PROMPT » Rewrite every line of the records below, requests included, shifting each coordinate in the answers by -97. Omit the pictures.

Dataset entries
--------------------------------------------------
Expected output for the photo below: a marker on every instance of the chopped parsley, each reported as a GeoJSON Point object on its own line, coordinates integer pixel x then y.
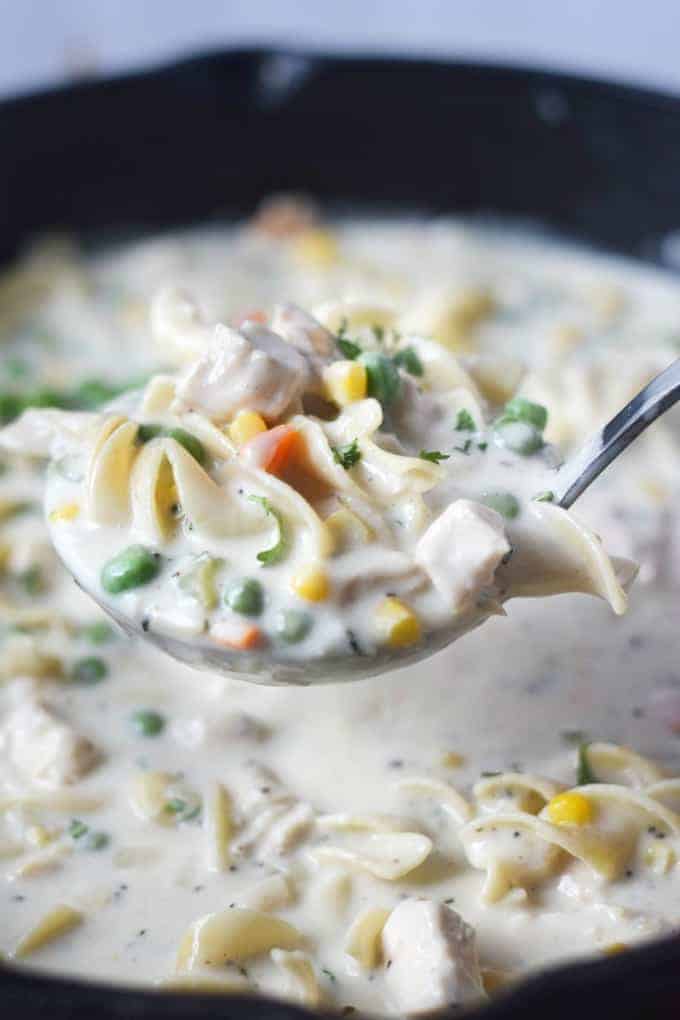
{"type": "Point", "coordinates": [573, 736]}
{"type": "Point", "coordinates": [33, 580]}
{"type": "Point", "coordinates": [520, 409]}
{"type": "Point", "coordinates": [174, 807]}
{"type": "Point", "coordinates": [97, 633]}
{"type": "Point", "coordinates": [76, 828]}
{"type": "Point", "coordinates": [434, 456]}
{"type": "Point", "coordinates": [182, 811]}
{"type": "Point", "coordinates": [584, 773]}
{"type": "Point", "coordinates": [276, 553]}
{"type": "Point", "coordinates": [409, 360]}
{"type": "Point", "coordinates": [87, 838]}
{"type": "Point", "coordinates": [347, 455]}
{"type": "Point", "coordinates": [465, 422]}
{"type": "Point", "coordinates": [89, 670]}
--------------------------------------------------
OUTPUT FOR THIS EXERCISE »
Expected output for the photo below: a marker on every instance of the chopped parsley, each reported as a GeoJSON Point object on its own line, coordinates integer pixel x then y.
{"type": "Point", "coordinates": [476, 639]}
{"type": "Point", "coordinates": [-64, 483]}
{"type": "Point", "coordinates": [423, 312]}
{"type": "Point", "coordinates": [77, 710]}
{"type": "Point", "coordinates": [0, 536]}
{"type": "Point", "coordinates": [-21, 731]}
{"type": "Point", "coordinates": [337, 359]}
{"type": "Point", "coordinates": [85, 714]}
{"type": "Point", "coordinates": [487, 676]}
{"type": "Point", "coordinates": [179, 456]}
{"type": "Point", "coordinates": [312, 263]}
{"type": "Point", "coordinates": [-10, 741]}
{"type": "Point", "coordinates": [250, 358]}
{"type": "Point", "coordinates": [368, 325]}
{"type": "Point", "coordinates": [-8, 573]}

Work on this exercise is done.